**Problems**
1. Condense the paragraph in the text on open- and closed-source security that begins "Closed source systems have, on average," keeping its main facts.
2. Extend the text on open- and closed-source security, picking up after its final sentence.

**Selection**
-=-=-=-=-

For instance, in 2008 were discovered in OpenSSL several buffer overflows, some of which leading to remote code execution. These bugs had been lying in the code for several years. So although OpenSSL was opensource and had a substantial user base (this is, after all, the main SSL library used for HTTPS websites), the number and skillfulness of source code auditors was not sufficient to overcome the inherent complexity of ASN.1 decoding (the part of OpenSSL where the bugs lurked) and of the OpenSSL source code (quite frankly, this is not the most readable C source code ever).

Closed source systems have, on average, much less people to do Q&A. However, many closed source systems have paid developers and testers, who can commit to the job full time. This is not really inherent to the open/close question; some companies employ people to develop opensource systems, and, conceivably, one could produce a closed source software for free (this is relatively common in the case of "freewares" for Windows). However, there is still a strong correlation between having paid testers, and being closed source (correlation does not imply causality, but this does not mean that correlations should be ignored either).

On the other hand, being closed source makes it easier to conceal security issues, which is bad, of course.

-=-=-=-=-

**Extracted records**
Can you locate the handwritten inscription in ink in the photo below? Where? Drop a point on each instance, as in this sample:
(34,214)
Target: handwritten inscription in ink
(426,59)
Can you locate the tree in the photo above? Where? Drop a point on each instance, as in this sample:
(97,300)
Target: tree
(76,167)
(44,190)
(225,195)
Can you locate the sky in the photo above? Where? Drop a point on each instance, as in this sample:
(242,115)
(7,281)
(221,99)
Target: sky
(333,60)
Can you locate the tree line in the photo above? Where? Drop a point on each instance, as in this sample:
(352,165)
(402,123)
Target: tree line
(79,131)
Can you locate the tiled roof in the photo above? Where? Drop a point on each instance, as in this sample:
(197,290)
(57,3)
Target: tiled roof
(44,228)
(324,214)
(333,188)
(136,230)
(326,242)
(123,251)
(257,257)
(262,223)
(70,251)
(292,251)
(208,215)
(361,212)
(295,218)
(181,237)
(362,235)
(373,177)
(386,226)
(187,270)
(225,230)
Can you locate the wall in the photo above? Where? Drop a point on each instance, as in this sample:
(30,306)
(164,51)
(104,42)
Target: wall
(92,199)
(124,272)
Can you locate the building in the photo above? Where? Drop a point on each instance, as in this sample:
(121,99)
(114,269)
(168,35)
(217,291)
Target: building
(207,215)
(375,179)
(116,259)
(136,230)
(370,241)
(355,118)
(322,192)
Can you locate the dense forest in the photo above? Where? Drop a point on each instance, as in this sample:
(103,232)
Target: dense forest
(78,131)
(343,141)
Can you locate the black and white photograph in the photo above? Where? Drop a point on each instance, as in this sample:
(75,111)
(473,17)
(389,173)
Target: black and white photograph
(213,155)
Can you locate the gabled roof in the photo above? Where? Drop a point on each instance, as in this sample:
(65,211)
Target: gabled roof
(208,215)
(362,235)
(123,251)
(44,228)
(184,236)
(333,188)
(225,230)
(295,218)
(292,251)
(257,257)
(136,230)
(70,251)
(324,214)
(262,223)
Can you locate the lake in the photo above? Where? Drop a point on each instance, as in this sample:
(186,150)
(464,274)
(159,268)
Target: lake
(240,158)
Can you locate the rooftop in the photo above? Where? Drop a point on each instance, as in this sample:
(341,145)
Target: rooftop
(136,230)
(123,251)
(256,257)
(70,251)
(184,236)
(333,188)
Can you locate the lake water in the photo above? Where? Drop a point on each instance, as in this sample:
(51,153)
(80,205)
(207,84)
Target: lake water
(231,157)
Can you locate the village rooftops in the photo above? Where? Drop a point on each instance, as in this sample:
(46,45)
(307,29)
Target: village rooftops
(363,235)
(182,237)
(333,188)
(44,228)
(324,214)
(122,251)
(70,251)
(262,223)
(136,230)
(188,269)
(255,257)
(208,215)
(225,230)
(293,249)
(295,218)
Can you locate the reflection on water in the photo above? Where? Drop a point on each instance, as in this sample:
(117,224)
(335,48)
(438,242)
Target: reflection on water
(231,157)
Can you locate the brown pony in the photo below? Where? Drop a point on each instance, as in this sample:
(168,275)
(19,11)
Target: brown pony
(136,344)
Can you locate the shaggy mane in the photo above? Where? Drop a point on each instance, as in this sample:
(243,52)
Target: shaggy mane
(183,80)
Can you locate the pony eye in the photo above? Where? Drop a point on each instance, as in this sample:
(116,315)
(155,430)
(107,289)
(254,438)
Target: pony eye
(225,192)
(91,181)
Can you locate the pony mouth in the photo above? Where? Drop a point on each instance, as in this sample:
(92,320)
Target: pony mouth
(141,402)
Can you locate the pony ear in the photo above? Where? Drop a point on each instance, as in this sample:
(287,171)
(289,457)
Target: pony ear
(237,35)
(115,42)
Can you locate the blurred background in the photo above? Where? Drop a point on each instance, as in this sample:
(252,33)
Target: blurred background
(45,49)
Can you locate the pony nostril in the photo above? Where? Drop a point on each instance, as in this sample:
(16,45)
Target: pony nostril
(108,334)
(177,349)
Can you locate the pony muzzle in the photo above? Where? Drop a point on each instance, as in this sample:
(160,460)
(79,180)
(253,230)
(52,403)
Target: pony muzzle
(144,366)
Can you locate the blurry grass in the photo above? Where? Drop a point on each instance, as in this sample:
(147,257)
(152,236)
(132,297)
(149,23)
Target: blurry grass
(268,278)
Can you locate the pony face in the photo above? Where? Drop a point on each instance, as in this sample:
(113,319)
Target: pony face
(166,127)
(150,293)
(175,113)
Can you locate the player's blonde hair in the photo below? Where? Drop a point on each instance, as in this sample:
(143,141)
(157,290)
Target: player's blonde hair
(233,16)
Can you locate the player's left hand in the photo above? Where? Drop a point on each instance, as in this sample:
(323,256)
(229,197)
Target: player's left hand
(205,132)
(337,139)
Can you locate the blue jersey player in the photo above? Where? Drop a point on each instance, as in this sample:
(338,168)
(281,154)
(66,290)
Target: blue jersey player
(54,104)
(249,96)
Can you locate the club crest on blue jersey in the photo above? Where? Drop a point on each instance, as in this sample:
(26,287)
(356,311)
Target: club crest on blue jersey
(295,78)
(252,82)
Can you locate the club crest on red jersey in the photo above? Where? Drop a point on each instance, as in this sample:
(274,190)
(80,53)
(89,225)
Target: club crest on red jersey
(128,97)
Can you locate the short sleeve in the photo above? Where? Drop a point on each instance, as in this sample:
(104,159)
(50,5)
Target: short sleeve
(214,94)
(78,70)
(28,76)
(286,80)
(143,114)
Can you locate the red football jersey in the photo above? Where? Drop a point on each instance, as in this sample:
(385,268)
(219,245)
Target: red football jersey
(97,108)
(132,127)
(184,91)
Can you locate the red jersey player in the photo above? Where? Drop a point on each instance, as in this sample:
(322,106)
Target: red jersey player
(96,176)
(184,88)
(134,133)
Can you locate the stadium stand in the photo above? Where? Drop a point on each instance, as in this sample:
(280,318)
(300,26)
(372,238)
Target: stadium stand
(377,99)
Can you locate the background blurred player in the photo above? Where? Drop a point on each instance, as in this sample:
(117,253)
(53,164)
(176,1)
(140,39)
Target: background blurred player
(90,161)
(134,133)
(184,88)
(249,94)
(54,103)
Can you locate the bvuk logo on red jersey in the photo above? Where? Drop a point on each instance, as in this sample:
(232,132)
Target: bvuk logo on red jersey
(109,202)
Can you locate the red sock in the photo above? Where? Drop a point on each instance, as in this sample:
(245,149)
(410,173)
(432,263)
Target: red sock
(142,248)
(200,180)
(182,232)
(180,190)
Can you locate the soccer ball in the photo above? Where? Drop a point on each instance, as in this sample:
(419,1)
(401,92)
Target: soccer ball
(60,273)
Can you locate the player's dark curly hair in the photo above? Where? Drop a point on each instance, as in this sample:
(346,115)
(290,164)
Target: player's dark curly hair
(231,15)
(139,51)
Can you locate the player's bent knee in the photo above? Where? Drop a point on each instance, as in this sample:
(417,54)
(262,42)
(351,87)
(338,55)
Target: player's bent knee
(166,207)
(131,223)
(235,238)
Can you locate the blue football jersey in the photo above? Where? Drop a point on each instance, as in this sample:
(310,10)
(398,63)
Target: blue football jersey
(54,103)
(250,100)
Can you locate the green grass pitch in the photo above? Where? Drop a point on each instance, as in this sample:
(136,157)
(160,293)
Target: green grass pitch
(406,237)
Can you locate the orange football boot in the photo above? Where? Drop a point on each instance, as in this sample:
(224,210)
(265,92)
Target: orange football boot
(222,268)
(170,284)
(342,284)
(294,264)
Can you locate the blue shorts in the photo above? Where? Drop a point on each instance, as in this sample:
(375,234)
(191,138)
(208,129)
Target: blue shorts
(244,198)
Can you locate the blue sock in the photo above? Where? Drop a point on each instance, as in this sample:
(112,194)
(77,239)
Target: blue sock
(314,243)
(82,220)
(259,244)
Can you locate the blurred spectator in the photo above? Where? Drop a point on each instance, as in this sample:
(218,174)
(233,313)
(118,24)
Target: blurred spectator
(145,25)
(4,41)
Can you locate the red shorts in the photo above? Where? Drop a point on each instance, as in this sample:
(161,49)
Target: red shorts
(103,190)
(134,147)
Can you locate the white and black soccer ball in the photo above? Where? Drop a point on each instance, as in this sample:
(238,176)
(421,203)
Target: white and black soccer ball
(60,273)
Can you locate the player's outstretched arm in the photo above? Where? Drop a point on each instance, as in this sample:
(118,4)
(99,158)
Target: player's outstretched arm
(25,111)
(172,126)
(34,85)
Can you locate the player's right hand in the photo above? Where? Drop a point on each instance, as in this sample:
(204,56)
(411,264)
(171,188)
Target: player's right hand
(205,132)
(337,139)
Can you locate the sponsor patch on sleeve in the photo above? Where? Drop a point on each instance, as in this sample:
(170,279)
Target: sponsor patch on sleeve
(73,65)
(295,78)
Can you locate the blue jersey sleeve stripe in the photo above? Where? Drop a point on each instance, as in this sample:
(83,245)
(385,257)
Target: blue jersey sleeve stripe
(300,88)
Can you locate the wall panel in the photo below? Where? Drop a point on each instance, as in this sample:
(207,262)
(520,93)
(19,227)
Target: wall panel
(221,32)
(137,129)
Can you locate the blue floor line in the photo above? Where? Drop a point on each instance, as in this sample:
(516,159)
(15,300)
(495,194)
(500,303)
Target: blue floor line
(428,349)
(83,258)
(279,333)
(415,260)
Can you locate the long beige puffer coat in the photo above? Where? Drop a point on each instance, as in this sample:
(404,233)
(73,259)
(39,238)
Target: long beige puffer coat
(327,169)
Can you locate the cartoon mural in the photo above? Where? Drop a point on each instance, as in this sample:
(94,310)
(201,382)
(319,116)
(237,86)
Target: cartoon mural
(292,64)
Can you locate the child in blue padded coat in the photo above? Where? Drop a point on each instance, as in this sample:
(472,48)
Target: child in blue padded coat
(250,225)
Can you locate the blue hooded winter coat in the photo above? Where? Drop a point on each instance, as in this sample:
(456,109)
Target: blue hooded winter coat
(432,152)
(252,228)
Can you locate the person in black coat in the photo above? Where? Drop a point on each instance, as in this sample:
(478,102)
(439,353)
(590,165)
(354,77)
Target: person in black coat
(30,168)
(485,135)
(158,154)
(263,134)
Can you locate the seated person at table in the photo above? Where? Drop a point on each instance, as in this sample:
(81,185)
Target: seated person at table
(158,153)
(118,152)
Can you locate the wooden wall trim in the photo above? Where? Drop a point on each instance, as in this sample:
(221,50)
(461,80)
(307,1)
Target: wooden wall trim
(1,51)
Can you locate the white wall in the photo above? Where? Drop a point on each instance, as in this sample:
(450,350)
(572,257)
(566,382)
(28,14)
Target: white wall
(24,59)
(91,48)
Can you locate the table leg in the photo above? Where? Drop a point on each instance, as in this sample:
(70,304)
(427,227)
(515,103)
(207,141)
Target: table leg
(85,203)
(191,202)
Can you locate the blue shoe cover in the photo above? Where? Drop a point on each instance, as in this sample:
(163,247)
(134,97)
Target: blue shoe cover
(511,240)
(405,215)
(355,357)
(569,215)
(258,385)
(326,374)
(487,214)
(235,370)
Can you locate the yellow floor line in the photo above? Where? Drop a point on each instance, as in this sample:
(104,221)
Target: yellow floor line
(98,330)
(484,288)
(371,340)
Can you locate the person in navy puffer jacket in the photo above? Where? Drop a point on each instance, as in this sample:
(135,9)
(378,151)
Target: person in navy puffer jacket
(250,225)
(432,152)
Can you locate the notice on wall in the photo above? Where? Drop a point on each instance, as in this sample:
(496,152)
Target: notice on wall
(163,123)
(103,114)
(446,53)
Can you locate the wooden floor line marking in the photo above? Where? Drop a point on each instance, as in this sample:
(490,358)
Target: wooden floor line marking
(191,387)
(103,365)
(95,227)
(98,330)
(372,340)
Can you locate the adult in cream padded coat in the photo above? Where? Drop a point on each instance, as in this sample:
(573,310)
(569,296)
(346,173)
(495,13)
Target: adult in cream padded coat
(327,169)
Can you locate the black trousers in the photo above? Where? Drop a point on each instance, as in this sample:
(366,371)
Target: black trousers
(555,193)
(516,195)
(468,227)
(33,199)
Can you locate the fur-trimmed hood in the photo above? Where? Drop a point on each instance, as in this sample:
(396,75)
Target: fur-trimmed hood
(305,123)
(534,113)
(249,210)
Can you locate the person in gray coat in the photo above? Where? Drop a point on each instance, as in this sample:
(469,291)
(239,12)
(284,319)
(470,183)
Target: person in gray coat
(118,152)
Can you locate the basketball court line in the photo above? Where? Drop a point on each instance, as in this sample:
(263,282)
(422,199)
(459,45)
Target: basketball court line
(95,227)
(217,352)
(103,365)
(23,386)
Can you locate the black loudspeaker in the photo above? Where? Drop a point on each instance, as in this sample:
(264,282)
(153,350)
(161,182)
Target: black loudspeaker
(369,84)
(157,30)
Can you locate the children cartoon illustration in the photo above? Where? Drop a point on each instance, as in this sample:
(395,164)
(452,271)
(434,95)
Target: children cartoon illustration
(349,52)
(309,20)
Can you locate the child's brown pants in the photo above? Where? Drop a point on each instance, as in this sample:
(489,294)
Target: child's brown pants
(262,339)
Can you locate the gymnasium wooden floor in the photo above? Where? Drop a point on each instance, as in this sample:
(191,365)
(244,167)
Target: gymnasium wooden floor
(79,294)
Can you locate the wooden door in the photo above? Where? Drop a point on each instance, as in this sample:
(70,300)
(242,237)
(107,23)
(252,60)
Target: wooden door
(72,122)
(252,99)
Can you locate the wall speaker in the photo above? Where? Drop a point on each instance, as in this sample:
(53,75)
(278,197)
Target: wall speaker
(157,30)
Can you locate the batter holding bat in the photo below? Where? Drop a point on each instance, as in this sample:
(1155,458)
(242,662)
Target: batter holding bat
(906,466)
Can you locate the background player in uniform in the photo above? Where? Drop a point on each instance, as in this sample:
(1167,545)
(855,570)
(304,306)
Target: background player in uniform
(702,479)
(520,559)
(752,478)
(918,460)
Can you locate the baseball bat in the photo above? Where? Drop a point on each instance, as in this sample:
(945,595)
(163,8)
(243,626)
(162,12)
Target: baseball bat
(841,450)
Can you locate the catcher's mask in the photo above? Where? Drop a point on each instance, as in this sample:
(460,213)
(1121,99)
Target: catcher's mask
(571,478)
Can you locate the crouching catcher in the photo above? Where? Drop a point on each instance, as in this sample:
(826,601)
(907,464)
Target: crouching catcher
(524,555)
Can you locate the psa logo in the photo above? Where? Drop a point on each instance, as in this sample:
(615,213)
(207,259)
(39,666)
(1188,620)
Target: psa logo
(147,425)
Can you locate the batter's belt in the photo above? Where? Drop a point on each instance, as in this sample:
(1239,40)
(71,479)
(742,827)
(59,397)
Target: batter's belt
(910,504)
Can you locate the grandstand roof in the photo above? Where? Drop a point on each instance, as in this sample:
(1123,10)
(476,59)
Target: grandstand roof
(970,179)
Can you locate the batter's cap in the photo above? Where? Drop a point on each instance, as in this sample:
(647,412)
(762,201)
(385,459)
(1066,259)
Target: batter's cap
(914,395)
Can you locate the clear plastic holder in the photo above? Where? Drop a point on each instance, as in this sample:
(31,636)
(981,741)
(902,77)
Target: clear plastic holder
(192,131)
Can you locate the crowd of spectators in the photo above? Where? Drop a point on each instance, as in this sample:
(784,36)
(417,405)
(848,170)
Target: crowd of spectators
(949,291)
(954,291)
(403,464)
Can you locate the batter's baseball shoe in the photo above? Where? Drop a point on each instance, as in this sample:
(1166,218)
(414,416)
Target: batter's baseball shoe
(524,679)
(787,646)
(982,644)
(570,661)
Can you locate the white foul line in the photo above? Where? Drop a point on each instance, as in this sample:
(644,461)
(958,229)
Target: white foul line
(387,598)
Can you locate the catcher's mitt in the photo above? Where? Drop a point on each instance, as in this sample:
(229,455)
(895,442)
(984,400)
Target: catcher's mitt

-=-=-=-=-

**Answers below**
1. Closed source systems usually have far fewer people doing Q&A, but many have paid developers and testers who can work on it full time. This isn't inherent to being open or closed: some companies pay people to build opensource systems, and closed source software can be produced for free, as with many Windows "freewares." Still, having paid testers correlates strongly with being closed source, and while correlation does not imply causality, it shouldn't be ignored.

2.
There are example of both open and closed source systems, with many or very few security issues. The opensource *BSD operating systems (FreeBSD, NetBSD and OpenBSD, and a few others) have a very good track record with regards to security. So does Solaris, even when it was a closed source operating system. On the other hand, Windows has (had) a terrible reputation in that matter.

Summary: in my opinion, the "opensource implies security" idea is overrated. What is important is the time (and skill) devoted to the tracking and fixing of security issues, and this is mostly orthogonal to the question of openness of the source. However, you not only want a secure system, you also want a system that you positively know to be secure (not being burgled is important, but being able to sleep at night also). For that role, opensource systems have a slight advantage: it is easier to be convinced that there is no deliberately concealed security hole when the system is opensource. But trust is a flitting thing, as was demonstrated with the recent tragicomedy around the alleged backdoors in OpenBSD (as far as I know, it turned out to be a red herring, but, conceptually, I cannot be sure unless I check the code myself).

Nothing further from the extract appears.